▶ **Data supplied**
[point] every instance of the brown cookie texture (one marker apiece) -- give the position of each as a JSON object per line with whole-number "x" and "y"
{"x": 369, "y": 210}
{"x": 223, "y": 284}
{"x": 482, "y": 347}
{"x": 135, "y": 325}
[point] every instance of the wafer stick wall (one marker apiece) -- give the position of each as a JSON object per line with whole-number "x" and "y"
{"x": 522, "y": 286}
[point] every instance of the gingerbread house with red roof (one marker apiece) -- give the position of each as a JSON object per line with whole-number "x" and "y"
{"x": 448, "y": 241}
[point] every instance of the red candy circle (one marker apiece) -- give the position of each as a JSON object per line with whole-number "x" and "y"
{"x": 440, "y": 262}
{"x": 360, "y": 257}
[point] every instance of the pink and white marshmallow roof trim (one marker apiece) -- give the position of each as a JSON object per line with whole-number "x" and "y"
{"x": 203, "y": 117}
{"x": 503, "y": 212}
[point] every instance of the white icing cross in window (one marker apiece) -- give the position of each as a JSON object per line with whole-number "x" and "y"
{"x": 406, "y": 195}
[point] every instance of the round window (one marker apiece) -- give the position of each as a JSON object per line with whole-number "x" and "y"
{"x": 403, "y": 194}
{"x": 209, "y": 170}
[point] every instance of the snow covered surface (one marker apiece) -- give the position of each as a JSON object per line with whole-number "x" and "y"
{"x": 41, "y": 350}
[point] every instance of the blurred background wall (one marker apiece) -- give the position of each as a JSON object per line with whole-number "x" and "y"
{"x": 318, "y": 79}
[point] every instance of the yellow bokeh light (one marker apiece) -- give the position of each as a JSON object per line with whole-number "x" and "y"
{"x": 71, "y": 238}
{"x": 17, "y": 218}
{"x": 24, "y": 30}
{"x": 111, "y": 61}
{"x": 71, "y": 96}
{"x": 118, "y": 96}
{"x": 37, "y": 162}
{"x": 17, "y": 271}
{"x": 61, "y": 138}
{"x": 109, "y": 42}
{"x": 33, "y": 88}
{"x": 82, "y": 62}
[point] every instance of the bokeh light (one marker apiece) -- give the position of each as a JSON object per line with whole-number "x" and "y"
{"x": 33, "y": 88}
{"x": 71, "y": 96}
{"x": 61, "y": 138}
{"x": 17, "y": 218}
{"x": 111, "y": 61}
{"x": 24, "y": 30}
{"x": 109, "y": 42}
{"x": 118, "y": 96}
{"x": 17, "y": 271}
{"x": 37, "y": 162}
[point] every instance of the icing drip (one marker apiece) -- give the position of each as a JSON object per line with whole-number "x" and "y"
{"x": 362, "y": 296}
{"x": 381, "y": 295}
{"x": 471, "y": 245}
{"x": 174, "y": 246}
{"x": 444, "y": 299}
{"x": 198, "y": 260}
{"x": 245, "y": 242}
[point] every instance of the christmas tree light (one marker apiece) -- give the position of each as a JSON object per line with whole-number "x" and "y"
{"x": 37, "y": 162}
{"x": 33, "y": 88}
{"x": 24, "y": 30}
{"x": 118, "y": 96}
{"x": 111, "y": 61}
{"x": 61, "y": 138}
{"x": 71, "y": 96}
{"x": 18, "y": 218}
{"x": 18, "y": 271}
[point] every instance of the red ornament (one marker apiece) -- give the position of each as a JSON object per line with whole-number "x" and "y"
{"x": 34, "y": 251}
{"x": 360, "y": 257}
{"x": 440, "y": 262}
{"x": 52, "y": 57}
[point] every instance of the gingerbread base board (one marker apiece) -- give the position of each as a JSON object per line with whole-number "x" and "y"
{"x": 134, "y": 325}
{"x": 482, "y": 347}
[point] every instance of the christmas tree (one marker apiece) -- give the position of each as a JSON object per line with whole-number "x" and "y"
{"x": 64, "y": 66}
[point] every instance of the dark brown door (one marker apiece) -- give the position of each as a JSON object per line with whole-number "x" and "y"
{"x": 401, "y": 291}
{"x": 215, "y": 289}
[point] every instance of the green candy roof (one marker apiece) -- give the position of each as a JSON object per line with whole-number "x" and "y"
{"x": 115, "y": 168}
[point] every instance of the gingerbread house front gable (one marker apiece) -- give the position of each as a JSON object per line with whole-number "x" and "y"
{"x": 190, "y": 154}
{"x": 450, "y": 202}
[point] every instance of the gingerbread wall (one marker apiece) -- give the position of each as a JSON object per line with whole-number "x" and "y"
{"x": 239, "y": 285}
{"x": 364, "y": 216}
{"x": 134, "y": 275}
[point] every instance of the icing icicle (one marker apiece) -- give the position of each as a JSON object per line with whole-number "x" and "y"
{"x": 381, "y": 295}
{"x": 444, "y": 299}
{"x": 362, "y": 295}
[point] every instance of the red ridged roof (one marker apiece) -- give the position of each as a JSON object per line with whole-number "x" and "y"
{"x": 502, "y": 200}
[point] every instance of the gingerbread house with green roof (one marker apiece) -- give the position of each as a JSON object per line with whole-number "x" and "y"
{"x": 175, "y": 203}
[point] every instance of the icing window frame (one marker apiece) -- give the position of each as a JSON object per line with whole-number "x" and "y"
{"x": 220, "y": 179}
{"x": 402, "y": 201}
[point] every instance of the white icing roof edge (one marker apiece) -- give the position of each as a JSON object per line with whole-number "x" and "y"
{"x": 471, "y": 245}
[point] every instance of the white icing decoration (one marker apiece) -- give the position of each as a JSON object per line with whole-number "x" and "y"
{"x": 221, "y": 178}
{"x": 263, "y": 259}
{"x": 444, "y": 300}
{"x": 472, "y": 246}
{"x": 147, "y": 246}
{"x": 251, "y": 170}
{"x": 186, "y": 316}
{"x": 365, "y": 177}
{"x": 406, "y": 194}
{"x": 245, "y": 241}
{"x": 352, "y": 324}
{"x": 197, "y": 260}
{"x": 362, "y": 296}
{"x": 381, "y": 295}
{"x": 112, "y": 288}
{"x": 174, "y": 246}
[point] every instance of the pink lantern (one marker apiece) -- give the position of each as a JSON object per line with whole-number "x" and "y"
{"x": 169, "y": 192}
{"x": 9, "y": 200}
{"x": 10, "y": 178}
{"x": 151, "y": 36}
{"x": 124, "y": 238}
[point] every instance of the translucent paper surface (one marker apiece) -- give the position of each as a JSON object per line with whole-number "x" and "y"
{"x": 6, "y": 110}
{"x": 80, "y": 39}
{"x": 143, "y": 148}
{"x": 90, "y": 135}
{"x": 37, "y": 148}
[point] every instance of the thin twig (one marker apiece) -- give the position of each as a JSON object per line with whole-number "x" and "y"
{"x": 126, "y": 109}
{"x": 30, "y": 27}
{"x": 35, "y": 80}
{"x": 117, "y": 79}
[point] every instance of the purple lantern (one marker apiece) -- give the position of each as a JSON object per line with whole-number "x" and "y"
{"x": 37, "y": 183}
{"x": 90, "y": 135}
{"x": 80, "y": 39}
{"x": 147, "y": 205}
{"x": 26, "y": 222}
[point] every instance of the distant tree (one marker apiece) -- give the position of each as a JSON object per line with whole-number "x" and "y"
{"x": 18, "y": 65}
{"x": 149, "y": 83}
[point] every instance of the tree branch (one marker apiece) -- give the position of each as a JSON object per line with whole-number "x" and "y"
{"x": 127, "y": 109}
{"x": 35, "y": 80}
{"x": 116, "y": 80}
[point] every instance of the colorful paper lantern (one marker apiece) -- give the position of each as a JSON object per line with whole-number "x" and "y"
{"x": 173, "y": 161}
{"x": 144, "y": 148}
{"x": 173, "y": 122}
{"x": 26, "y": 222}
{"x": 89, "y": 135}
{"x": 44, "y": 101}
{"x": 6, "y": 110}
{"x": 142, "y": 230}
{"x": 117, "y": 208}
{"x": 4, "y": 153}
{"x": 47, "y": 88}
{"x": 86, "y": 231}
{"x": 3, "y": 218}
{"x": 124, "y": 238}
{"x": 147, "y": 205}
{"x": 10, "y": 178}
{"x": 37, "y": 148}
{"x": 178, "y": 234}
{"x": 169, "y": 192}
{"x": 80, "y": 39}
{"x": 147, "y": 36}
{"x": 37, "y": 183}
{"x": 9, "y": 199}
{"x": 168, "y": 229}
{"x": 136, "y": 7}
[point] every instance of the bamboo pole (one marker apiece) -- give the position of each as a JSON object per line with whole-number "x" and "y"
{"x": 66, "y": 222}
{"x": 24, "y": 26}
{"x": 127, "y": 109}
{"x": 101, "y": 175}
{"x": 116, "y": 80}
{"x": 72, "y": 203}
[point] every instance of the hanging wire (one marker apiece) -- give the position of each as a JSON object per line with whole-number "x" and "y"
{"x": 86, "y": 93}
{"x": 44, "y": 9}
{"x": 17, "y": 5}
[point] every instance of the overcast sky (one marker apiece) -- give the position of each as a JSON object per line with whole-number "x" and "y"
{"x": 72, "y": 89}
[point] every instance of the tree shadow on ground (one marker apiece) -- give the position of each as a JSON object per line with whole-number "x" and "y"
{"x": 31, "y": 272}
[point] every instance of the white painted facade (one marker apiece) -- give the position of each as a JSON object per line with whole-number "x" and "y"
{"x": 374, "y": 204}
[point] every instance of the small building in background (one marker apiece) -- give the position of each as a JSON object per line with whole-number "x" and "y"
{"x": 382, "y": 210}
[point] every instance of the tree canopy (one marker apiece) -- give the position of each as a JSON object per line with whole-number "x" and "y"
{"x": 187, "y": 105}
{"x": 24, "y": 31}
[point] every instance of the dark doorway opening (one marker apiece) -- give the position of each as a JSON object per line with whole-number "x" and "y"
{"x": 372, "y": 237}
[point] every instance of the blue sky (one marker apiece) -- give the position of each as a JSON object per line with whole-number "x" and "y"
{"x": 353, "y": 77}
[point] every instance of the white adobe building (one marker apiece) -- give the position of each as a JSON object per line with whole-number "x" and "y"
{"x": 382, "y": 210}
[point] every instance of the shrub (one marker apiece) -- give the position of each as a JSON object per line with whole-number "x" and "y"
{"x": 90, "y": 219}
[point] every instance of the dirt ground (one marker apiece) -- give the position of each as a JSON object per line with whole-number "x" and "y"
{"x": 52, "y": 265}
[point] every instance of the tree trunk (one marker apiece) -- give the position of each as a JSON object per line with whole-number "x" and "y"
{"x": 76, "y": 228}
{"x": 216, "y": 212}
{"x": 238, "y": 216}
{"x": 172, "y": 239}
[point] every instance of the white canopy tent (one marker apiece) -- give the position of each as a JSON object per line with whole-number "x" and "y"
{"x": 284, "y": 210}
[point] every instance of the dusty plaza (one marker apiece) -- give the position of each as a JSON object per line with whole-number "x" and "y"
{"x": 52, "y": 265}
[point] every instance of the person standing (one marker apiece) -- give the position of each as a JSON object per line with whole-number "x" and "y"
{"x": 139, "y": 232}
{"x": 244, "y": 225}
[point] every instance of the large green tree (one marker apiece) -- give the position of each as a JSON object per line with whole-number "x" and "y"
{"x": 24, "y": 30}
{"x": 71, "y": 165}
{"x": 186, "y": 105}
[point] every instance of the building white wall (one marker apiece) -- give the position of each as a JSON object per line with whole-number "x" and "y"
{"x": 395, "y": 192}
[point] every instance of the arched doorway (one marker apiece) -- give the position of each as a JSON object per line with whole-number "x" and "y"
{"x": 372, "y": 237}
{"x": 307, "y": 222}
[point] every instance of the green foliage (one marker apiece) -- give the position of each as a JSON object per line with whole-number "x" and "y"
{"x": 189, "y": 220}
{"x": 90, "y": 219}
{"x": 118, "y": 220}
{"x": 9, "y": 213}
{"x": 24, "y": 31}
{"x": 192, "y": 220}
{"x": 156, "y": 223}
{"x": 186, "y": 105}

▶ **What you have to do**
Through the last line of the entries above, beginning at the line containing "[point] every instance of the dirt", transcribe each line exactly, both ends included and nothing more.

▶ **Result**
[point] every instance of the dirt ground (one marker apiece) -- give the position of each as a JSON object per line with whole-number "x" and "y"
{"x": 52, "y": 265}
[point] every instance of the tree trunk (one marker apiece) -- give the position of each as a JSON object per line with whole-number "x" and "y"
{"x": 76, "y": 228}
{"x": 216, "y": 212}
{"x": 238, "y": 216}
{"x": 172, "y": 239}
[point] every instance of the white canopy tent (one marker apiece) -- give the position of each as a JSON object per line with whole-number "x" and "y"
{"x": 284, "y": 210}
[point] every instance of the dusty plaza (one marker apiece) -- give the position of each as a JSON object per line with whole-number "x" and "y"
{"x": 52, "y": 265}
[point] every instance of the person standing (one marker apiece) -- give the position of each as a JSON object per line with whole-number "x" and "y"
{"x": 139, "y": 232}
{"x": 244, "y": 225}
[point] every instance of the large green tree (one marker apiece) -- give the position of each as a JSON object per line with whole-number "x" and "y"
{"x": 24, "y": 30}
{"x": 71, "y": 165}
{"x": 186, "y": 105}
[point] every instance of the building white wall (one marker apiece) -- give the position of each as a JSON object per line with whole-number "x" and "y"
{"x": 395, "y": 192}
[point] every instance of the arched doorway (one marker apiece) -- give the position of each as a JSON object per line with whole-number "x" and "y"
{"x": 372, "y": 237}
{"x": 307, "y": 222}
[point] every instance of the green foliage (one marker apiece) -- give the position of each as a JSON object per line with whole-number "x" and "y"
{"x": 189, "y": 220}
{"x": 90, "y": 219}
{"x": 118, "y": 220}
{"x": 9, "y": 213}
{"x": 24, "y": 31}
{"x": 192, "y": 220}
{"x": 156, "y": 223}
{"x": 186, "y": 105}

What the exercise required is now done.